## 할 일
자료에서 단어 "road"가 들어간 줄을 모두 찾아 옮겨 적으세요. 대문자와 소문자는 구분합니다.
--- --- ---
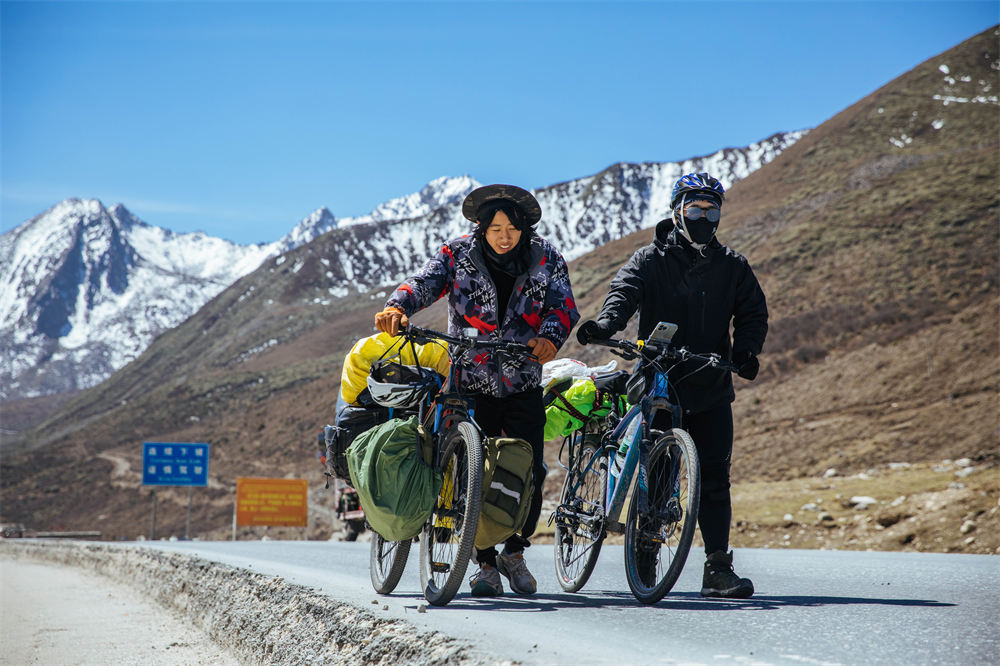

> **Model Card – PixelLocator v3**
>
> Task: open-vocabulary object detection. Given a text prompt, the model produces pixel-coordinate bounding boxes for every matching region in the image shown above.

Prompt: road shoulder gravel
[0,540,496,665]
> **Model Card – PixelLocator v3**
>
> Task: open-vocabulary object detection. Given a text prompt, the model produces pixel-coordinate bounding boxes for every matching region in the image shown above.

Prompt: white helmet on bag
[368,361,440,409]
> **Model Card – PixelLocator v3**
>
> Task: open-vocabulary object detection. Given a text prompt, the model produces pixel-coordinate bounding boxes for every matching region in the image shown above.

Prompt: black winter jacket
[598,219,767,413]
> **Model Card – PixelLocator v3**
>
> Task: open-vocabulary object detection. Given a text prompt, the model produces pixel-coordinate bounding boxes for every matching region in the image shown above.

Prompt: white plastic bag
[542,358,618,387]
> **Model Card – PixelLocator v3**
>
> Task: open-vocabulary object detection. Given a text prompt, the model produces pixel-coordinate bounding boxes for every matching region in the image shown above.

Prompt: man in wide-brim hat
[375,184,579,596]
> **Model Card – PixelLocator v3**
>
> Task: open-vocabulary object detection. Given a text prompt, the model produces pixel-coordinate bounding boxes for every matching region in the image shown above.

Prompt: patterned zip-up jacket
[386,235,580,397]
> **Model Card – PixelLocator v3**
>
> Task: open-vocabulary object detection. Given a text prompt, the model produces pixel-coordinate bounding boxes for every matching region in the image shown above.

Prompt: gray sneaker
[469,564,503,597]
[497,552,538,594]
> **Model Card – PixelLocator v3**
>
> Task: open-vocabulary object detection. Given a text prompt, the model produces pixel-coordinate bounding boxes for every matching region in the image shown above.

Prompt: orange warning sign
[236,477,309,527]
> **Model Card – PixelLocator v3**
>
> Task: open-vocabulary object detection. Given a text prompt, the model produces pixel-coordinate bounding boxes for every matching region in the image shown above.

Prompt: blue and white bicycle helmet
[670,171,726,209]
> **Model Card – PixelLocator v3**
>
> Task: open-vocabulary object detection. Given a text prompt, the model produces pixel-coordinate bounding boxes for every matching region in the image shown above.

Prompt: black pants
[684,402,733,554]
[654,402,733,555]
[475,387,548,566]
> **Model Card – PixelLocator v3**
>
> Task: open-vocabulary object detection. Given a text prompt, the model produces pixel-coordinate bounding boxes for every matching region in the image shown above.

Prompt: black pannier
[323,407,389,487]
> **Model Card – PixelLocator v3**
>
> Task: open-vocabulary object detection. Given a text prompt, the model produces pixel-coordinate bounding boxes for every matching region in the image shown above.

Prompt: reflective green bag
[347,416,443,541]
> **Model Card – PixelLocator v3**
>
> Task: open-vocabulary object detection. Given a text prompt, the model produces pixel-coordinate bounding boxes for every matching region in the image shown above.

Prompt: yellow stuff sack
[340,333,449,405]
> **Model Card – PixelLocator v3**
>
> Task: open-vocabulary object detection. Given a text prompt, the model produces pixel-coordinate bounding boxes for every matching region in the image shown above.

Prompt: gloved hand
[375,306,410,337]
[733,351,760,381]
[576,319,614,345]
[528,338,556,365]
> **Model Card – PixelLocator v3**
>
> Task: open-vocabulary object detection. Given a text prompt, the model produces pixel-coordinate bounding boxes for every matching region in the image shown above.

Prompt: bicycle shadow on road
[392,591,958,613]
[644,592,958,610]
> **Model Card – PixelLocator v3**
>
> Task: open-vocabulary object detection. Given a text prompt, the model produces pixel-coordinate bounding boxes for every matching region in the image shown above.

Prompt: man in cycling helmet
[577,173,767,598]
[375,185,580,596]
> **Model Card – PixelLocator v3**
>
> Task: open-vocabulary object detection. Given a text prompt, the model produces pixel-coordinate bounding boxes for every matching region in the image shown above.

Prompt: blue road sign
[142,442,208,486]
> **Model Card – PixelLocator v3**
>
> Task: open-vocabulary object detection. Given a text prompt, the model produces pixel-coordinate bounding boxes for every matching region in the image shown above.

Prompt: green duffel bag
[476,437,535,549]
[347,416,442,541]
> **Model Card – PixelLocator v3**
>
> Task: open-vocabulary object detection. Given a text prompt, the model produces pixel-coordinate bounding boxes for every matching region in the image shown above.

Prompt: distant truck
[0,523,24,539]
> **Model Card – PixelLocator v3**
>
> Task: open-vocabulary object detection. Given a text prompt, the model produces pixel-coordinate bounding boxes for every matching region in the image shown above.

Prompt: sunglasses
[684,206,722,222]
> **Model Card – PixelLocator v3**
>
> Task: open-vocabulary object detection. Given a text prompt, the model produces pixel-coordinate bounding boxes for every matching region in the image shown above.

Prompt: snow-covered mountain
[286,131,805,294]
[0,131,805,401]
[0,199,272,399]
[276,175,480,252]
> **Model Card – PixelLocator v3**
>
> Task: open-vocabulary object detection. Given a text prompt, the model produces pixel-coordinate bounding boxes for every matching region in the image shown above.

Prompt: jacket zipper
[701,291,705,335]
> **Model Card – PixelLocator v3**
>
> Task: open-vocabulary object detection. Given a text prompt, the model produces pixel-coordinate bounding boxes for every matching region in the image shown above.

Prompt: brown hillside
[0,29,1000,552]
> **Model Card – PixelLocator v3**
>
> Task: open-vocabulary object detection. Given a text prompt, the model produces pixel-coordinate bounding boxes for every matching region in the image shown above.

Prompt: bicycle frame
[560,334,728,533]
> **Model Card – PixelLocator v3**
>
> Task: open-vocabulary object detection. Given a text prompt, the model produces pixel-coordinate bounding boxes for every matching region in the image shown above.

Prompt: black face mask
[684,217,719,245]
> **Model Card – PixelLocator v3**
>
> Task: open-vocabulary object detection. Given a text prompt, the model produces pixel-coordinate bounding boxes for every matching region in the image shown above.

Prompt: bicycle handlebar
[399,324,533,355]
[588,339,737,372]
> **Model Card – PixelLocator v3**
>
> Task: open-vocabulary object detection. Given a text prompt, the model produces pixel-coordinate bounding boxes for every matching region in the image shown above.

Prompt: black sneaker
[701,550,753,599]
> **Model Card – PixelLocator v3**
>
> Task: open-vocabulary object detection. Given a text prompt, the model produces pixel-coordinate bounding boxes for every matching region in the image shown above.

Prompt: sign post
[142,442,209,541]
[233,477,309,540]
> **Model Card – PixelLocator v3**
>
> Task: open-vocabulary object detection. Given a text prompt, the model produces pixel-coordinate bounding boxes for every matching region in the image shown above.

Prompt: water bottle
[610,414,642,485]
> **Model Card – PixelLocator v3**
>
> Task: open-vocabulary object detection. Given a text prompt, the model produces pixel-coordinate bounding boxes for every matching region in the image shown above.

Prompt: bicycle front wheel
[625,428,701,604]
[368,531,412,594]
[420,421,483,606]
[554,431,608,592]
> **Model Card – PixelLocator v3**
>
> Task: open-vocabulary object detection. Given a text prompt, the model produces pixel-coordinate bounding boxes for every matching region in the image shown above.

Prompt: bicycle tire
[553,432,608,592]
[420,421,483,606]
[625,428,701,604]
[368,531,412,594]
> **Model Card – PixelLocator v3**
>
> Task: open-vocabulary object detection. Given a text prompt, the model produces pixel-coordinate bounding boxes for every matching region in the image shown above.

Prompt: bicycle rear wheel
[420,421,483,606]
[553,431,608,592]
[368,531,412,594]
[625,428,701,604]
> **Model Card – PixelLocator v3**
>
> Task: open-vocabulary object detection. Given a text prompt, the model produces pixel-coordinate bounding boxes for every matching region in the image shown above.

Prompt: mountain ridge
[0,136,805,402]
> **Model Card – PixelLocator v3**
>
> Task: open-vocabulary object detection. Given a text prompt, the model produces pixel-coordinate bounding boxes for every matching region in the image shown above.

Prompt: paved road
[135,542,1000,665]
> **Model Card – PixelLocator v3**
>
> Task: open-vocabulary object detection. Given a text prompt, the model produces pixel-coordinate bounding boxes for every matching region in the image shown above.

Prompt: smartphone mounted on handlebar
[649,321,677,344]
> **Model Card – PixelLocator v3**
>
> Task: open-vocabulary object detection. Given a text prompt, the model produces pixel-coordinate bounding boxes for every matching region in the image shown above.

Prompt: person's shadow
[393,591,957,613]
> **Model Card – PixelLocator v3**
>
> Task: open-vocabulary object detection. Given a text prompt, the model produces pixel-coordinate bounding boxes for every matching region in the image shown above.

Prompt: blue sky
[0,0,1000,243]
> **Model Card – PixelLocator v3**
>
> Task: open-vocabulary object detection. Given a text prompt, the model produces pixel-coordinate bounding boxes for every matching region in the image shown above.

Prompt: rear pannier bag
[347,416,442,541]
[476,437,535,549]
[323,407,389,486]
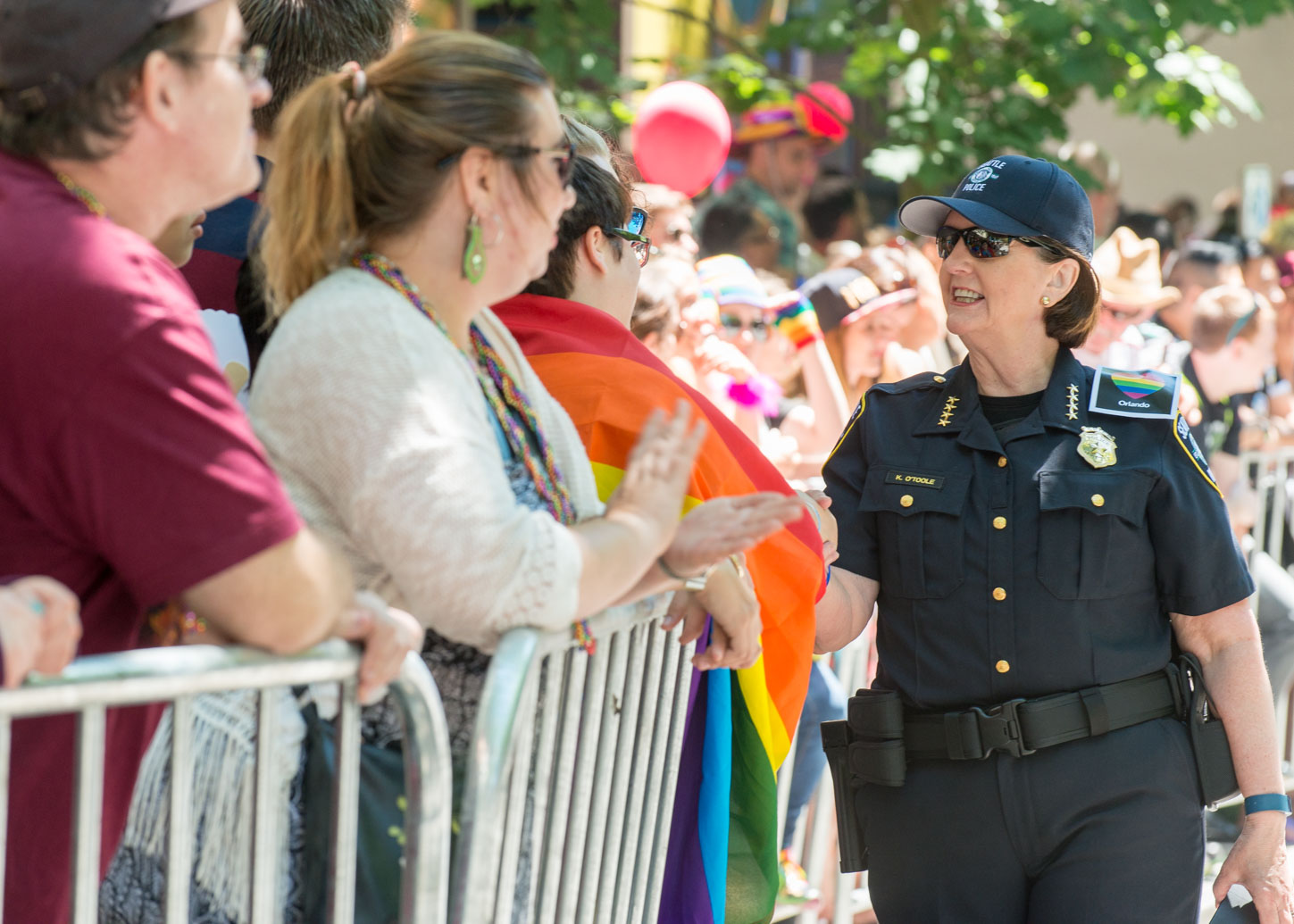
--- --- ---
## 이번 결과
Prompt: road shoulder gravel
Prompt: bicycle shadow on road
Prompt: blue road sign
Prompt: paved road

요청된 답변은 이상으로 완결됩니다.